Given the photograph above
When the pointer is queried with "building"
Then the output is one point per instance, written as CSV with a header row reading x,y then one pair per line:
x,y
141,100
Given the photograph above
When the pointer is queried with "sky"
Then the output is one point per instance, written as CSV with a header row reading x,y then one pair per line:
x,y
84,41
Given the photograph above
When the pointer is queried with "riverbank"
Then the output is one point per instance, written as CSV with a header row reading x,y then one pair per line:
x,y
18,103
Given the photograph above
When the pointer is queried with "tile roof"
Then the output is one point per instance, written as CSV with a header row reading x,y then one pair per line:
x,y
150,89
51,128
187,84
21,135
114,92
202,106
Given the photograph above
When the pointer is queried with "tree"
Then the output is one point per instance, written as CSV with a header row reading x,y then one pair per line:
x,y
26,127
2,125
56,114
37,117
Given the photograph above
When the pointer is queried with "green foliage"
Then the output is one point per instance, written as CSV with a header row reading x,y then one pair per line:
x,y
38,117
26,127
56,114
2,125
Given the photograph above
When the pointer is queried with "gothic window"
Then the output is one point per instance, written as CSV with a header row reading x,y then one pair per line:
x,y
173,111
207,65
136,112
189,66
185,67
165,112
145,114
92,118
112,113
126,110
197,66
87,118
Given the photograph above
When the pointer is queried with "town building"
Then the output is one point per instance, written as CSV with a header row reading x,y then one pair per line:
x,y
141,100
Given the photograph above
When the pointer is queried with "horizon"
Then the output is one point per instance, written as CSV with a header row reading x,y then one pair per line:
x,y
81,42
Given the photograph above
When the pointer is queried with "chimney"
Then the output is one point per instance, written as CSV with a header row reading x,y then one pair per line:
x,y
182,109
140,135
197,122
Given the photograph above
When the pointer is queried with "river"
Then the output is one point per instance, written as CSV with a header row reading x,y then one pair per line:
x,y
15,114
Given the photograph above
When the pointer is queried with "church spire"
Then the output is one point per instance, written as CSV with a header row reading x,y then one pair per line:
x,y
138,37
:::
> [Task to complete]
Each line of the data that holds "building" should be copied.

> [Result for this exercise]
When the pointer is queried with "building"
When the pointer is queried with "town building"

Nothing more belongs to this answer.